* _Exercise instructions_
Retype the records that come next, word for word.
[Data in this exercise Boundary: Start]
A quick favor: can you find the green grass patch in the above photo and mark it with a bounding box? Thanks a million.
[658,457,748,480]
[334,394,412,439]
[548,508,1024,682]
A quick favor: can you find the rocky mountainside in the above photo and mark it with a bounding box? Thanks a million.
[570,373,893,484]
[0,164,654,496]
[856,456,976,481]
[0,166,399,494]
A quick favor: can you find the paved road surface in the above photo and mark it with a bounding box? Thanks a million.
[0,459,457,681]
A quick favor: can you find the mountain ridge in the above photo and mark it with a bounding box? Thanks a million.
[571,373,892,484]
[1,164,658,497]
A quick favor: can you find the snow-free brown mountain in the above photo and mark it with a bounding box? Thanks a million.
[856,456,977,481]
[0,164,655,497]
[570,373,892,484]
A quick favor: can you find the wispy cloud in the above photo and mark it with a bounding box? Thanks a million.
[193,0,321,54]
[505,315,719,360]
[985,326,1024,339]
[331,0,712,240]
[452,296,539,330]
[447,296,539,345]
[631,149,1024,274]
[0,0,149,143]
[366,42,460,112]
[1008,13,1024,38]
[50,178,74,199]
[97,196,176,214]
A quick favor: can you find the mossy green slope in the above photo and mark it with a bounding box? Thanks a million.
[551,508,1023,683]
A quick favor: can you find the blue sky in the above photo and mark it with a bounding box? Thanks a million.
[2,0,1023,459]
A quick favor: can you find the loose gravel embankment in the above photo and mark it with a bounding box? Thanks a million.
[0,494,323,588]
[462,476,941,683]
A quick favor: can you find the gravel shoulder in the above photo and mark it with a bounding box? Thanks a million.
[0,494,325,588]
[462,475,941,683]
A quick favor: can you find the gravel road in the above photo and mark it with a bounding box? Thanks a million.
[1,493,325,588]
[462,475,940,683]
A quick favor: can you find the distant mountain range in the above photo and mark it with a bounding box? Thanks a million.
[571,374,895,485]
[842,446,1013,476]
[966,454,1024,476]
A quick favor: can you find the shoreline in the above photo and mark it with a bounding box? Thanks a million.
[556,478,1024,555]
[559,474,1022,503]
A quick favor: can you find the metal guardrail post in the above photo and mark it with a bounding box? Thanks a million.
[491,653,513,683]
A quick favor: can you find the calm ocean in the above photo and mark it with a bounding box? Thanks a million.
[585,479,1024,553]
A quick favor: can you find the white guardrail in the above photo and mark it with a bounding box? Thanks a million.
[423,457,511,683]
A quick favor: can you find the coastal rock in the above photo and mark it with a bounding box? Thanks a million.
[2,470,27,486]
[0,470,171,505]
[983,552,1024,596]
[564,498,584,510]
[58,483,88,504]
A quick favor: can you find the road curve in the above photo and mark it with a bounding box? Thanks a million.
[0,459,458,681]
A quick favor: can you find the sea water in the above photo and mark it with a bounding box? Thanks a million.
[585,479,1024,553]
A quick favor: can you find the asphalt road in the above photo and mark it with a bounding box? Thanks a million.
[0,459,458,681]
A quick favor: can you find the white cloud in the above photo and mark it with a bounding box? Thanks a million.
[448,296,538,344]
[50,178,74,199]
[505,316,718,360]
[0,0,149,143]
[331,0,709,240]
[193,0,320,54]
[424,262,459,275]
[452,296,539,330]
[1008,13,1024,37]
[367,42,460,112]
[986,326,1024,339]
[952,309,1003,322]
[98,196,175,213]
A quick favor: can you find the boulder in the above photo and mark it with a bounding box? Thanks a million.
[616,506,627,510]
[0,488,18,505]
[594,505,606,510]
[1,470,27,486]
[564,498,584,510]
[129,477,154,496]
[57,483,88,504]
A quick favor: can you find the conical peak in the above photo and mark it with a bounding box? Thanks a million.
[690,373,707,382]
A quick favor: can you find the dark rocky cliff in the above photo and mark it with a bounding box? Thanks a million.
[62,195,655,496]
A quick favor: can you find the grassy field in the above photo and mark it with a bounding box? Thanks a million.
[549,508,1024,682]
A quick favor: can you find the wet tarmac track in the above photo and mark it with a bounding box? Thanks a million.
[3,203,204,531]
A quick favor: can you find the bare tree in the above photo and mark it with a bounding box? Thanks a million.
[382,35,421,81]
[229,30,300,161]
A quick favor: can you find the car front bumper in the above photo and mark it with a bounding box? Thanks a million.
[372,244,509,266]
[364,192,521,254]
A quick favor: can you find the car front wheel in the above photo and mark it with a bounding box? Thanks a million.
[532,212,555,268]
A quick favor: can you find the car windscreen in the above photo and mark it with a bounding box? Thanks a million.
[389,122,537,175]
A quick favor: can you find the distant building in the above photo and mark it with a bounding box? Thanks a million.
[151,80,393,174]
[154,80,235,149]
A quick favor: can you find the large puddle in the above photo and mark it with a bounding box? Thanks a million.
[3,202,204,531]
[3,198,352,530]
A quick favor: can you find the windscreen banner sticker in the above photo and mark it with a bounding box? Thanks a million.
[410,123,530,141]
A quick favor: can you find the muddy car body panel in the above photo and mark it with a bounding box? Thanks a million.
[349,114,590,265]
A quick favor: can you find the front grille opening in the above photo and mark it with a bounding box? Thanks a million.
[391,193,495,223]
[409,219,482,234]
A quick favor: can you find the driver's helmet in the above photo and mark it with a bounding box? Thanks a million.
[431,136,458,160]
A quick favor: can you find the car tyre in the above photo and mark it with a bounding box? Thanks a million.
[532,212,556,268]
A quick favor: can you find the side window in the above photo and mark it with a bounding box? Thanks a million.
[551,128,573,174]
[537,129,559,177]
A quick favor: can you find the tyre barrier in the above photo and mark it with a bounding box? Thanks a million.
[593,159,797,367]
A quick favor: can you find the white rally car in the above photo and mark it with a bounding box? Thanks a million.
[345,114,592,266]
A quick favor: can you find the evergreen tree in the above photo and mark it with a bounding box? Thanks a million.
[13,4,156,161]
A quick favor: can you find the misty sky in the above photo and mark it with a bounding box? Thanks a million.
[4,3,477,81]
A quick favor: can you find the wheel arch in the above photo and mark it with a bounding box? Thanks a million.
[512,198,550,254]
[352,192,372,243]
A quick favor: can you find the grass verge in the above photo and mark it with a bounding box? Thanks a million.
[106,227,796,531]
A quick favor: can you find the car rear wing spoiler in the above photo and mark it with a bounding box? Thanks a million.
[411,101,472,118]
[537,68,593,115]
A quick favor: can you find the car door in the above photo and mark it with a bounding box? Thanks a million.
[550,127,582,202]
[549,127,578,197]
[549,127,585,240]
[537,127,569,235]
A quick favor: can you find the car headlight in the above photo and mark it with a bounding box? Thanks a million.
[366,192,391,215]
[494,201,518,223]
[Data in this exercise Boundary: End]
* _Task result_
A quick favor: can you find the green grass patch in the above photo and mark it with a bounding box? Thanks a million.
[658,457,748,480]
[334,394,412,439]
[548,508,1024,682]
A quick favor: can you find the rocky mountainside in the above photo and mark it with a bounding box? Thanks a million.
[570,373,893,484]
[0,164,654,496]
[856,456,976,481]
[0,166,399,494]
A quick favor: can you find the paved road surface in the above photo and mark it with a bounding box? Thanks a million.
[0,459,457,681]
A quick favor: can you find the mountain ridge in the above photo and mark it with a bounding box? Thanks a million.
[571,373,892,484]
[1,164,658,497]
A quick favor: can you find the snow-free brown mountain in the above photo and mark it with a bounding box? Thanks a million.
[856,456,977,481]
[0,164,655,497]
[570,373,892,484]
A quick favor: can you find the wispy cloud in the above photo and mark it with a bounding box? Thanks a million.
[193,0,321,54]
[505,315,719,360]
[985,326,1024,339]
[331,0,712,240]
[452,296,539,330]
[447,296,539,345]
[631,149,1024,274]
[0,0,149,143]
[366,42,460,112]
[1008,13,1024,38]
[50,178,74,199]
[97,196,176,214]
A quick favor: can you find the mossy green slope in the above photo and mark it with a bounding box? Thanks a million.
[551,508,1023,683]
A quick favor: can you find the blue sky in the above photo and mark it with a bounding box? Thanks a million.
[2,0,1023,459]
A quick favor: can you find the loose gravel embankment in the above photo and mark it with a bounding box? Thanks a million.
[0,494,323,588]
[462,476,941,683]
A quick favor: can you find the gravel shoulder in the above photo and mark it with a bounding box? Thanks a million.
[0,494,325,588]
[462,475,941,683]
A quick favor: can you find the gravel road in the above photo and mark it with a bounding box? Thanks a million.
[1,493,325,588]
[462,475,940,683]
A quick favor: can you find the distant mountain range in the above photo and mark it with a bounding box? Thanks a million.
[571,374,895,485]
[842,446,1013,476]
[966,454,1024,476]
A quick favor: can you find the shoreline in the above photo and mark it with a bounding box? Thanks a million.
[556,478,1024,555]
[559,474,1022,503]
A quick favor: can you find the metal guardrail post in the above photo and mark it with a bounding box? Thanks a million.
[491,653,513,683]
A quick favor: can you find the calm ocean in the above photo and mark it with a bounding box? Thanks a million.
[585,479,1024,553]
A quick favor: can you find the white guardrail in the above photo and mark it with a bounding box? Thanks a million.
[423,457,511,683]
A quick favor: can you find the coastal rock in the above photo and mark it with a bounding box? Thanks a million.
[2,470,27,486]
[0,470,171,505]
[983,552,1024,596]
[564,498,584,510]
[58,483,88,504]
A quick favor: can you find the road curve in the above photo and mark it with a bounding box? Thanks a million.
[0,459,458,681]
A quick favor: can you find the sea water in the above photo and mark it with a bounding box? Thanks a million.
[585,479,1024,553]
A quick favor: can you find the asphalt road in the above photo and mark it with a bounding box? Thanks a million.
[0,459,458,681]
A quick favor: can you find the white cloud in the above photo and mark it with a bounding box? Thanks a million.
[448,296,538,344]
[50,178,74,199]
[505,316,718,360]
[0,0,149,143]
[331,0,709,240]
[193,0,320,54]
[424,262,459,275]
[452,296,539,330]
[1008,13,1024,37]
[367,42,460,112]
[986,326,1024,339]
[952,309,1003,322]
[98,196,175,213]
A quick favor: can you find the boulder in the above photo and mark it with a bounding box? Thanks a million.
[616,506,627,510]
[0,488,18,505]
[594,505,606,510]
[1,470,27,486]
[564,498,584,510]
[129,477,154,496]
[57,483,88,504]
A quick favor: can you find the conical peak in the above photo and mark it with a bounding box? Thanks a million.
[690,373,707,382]
A quick favor: can you find the dark rocky cliff in the above photo and mark it with a bounding box? Thanks a million.
[62,195,655,496]
A quick favor: can you find the grassy field in the above photo and mark it with a bounding box? Thanks a million.
[549,508,1024,682]
A quick favor: can you find the wet tarmac track in the above photo and mark it with a bounding box? Thanks a million.
[3,203,204,531]
A quick favor: can you find the bare tree in the above photo and mark it with a bounding box? Thanks a million.
[382,35,421,81]
[229,30,300,161]
A quick favor: can you find the car front bumper in the above photo and mark it with a bounding box? Thanks a million.
[372,244,509,266]
[364,192,521,254]
A quick favor: can you find the car front wheel in the above photo and mark it with a bounding box? Thanks a million.
[532,212,555,268]
A quick favor: can you find the car windscreen in the above photo and mark it with a bounding box? Thanks a million.
[389,122,537,175]
A quick favor: can you find the distant building in the above photo and mark it with a bounding box? Thanks a million.
[151,80,393,174]
[154,80,235,149]
A quick favor: can you find the large puddle in the above photo and mark it with a bounding box? Thanks a million.
[3,202,204,531]
[3,198,352,530]
A quick favor: can you find the windscreen banner sticker in the above photo and mark it with a bounding box? Thanks a million.
[410,123,530,141]
A quick favor: can you find the muddy car body panel in the above photo and mark it with a bounding box? Thanks a million.
[349,114,590,265]
A quick favor: can you find the front grille opening in the above photo and mark it with a bounding box? Thanks a million.
[391,193,495,223]
[409,219,482,234]
A quick favor: can you find the driver's helmet in the above photo and mark it with a bounding box? Thanks a million.
[431,136,458,160]
A quick favor: can you find the car tyre in the above photo and mark it with a bounding box? Thanks a million.
[532,212,556,268]
A quick favor: can you find the side window in the above photo and mark it with a bounding box? Thanks a million.
[551,128,573,174]
[537,129,559,177]
A quick favor: can you find the tyre barrier in the above photo and mark it with a bounding box? Thanks a million.
[593,159,797,367]
A quick favor: can you find the white rally car in the above photo and mark it with a bounding box? Thanks a million.
[345,114,592,266]
A quick favor: can you find the evergreen tree in the above photo and mark it with a bounding box? Thanks a million.
[13,4,156,161]
A quick favor: can you find the misty sky in the above photo and mark it with a bounding box? Thanks a million.
[4,3,477,81]
A quick favor: can you find the wheel arch in the above photo and mark it with a bounding box? Thanks a million.
[512,198,550,254]
[352,192,372,243]
A quick favor: can you find the grass verge in the above photo and mark it with a bounding box? Thanks a million.
[106,227,796,531]
A quick favor: can you find the car rear wing spoiler in the above photo and mark it with a bounding box? Thanks a million.
[411,101,472,118]
[537,68,593,115]
A quick favor: can you find the car door in the above photo and mark it with a bounding box? Thanks a million.
[550,127,582,202]
[549,127,578,197]
[549,127,585,240]
[537,127,569,235]
A quick favor: can you find the car headlight in the above photo and mark it with a bounding box? Thanks a million.
[366,192,391,215]
[494,201,518,223]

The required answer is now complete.